[[ INPUT RECORDS, beginning ]]

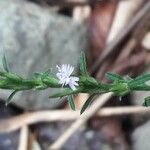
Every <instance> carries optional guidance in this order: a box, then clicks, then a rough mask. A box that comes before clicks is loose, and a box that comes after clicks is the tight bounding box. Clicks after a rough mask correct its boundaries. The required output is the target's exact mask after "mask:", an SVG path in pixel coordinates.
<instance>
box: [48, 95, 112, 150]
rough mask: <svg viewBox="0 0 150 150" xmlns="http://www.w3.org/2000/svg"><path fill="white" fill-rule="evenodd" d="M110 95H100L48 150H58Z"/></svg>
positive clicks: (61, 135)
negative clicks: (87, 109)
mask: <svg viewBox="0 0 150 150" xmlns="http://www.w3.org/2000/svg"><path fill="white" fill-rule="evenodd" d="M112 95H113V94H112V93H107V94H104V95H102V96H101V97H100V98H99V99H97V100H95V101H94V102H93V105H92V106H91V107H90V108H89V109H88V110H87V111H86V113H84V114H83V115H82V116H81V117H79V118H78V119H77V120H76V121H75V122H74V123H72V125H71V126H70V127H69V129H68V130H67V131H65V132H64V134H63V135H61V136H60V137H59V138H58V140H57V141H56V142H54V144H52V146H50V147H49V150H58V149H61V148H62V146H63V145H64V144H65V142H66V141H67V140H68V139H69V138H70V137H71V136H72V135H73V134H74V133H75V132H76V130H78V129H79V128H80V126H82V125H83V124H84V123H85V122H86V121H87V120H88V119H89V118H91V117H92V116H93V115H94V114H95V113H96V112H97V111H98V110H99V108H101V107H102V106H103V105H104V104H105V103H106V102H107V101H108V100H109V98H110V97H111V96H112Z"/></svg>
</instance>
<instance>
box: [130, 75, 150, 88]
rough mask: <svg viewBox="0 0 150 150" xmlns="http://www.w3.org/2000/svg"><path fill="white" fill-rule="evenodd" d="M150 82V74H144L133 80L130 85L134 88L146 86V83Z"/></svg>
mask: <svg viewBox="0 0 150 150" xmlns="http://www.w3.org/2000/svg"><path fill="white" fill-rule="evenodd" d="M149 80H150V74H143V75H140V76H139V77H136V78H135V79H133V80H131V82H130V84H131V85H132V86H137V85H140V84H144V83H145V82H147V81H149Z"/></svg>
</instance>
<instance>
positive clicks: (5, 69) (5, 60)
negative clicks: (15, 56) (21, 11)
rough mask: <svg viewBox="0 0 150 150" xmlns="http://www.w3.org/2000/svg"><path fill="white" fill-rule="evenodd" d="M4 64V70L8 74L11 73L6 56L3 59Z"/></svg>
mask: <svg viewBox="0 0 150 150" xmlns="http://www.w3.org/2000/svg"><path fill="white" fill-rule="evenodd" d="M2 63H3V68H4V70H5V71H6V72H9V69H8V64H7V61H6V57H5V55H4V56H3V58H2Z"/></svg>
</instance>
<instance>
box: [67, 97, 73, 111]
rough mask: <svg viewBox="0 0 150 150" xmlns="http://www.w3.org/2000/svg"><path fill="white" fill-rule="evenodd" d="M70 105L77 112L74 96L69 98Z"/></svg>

[[ INPUT RECORDS, end ]]
[[ INPUT RECORDS, beginning ]]

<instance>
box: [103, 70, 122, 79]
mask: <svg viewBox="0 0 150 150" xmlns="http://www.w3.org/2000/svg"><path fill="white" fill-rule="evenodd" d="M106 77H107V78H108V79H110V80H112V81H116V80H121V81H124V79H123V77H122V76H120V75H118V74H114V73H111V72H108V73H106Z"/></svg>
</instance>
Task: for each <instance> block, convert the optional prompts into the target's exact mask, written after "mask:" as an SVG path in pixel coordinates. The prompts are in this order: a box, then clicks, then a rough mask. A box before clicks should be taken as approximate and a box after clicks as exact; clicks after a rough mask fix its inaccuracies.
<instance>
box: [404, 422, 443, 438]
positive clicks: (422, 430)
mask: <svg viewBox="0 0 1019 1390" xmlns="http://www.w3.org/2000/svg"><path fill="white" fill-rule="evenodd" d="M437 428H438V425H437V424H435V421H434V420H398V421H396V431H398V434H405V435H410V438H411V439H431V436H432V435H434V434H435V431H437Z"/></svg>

[[ INPUT RECORDS, end ]]
[[ INPUT RECORDS, beginning ]]

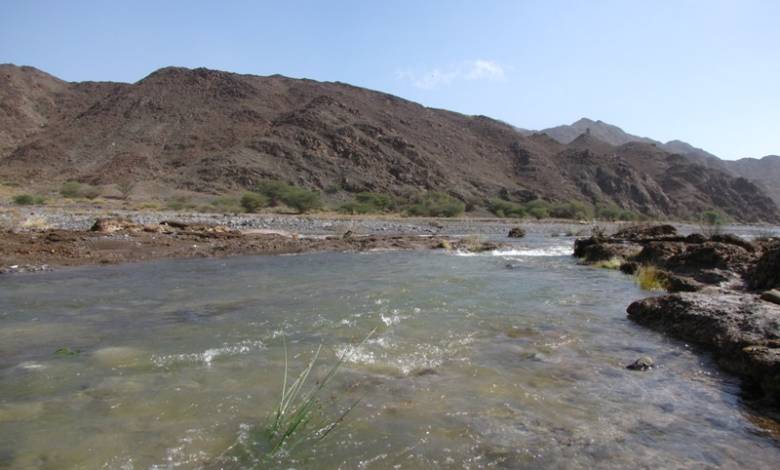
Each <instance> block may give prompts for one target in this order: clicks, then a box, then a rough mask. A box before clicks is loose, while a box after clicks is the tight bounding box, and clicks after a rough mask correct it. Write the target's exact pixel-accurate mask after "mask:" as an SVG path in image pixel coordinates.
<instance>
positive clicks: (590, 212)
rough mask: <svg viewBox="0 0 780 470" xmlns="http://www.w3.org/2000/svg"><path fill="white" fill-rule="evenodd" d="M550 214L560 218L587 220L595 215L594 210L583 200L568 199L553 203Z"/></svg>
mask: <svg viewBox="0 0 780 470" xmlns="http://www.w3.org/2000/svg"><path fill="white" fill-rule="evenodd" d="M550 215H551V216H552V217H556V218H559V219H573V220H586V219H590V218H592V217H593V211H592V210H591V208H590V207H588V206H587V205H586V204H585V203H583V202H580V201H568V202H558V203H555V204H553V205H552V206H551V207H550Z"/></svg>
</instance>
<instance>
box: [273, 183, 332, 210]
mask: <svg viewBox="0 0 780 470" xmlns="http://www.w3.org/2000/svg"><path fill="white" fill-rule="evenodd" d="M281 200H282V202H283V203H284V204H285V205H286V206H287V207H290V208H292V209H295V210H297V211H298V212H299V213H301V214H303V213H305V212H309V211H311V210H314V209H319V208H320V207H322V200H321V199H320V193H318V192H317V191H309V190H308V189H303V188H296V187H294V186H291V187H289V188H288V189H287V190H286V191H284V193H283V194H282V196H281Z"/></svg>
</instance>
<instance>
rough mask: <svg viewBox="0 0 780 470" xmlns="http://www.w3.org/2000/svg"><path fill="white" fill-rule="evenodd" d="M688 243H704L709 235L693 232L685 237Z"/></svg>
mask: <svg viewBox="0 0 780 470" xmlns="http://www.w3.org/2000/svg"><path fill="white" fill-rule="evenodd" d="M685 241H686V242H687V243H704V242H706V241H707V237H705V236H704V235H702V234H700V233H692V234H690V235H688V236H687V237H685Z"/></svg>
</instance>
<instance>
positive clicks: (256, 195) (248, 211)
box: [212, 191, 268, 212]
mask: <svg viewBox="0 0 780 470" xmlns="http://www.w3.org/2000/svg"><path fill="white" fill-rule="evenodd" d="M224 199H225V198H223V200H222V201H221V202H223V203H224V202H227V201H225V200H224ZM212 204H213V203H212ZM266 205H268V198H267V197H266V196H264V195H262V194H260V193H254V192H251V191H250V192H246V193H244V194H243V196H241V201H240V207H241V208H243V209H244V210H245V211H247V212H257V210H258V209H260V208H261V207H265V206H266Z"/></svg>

[[ INPUT RECORDS, end ]]

> **WHAT THIS TASK INVOLVES**: From the records above, copy out the line with "82V74H144L133 80L130 85L134", the line with "105L77 112L74 96L69", and every line between them, word for word.

> **OUTPUT BELOW**:
rough mask: <svg viewBox="0 0 150 150" xmlns="http://www.w3.org/2000/svg"><path fill="white" fill-rule="evenodd" d="M150 82V74H144L133 80L130 85L134 88L146 86V83Z"/></svg>
mask: <svg viewBox="0 0 150 150" xmlns="http://www.w3.org/2000/svg"><path fill="white" fill-rule="evenodd" d="M149 80H150V74H143V75H140V76H139V77H136V78H135V79H133V80H131V82H130V84H131V85H132V86H137V85H140V84H144V83H145V82H147V81H149Z"/></svg>
</instance>
<instance>
positive clicks: (5, 69) (5, 60)
negative clicks: (15, 56) (21, 11)
rough mask: <svg viewBox="0 0 150 150" xmlns="http://www.w3.org/2000/svg"><path fill="white" fill-rule="evenodd" d="M4 64V70L8 74L11 73L6 56L3 59Z"/></svg>
mask: <svg viewBox="0 0 150 150" xmlns="http://www.w3.org/2000/svg"><path fill="white" fill-rule="evenodd" d="M2 63H3V68H4V70H5V71H6V72H9V69H8V64H7V61H6V57H5V55H4V56H3V58H2Z"/></svg>
</instance>
<instance>
box: [67, 97, 73, 111]
rough mask: <svg viewBox="0 0 150 150" xmlns="http://www.w3.org/2000/svg"><path fill="white" fill-rule="evenodd" d="M70 105L77 112L74 96L69 98Z"/></svg>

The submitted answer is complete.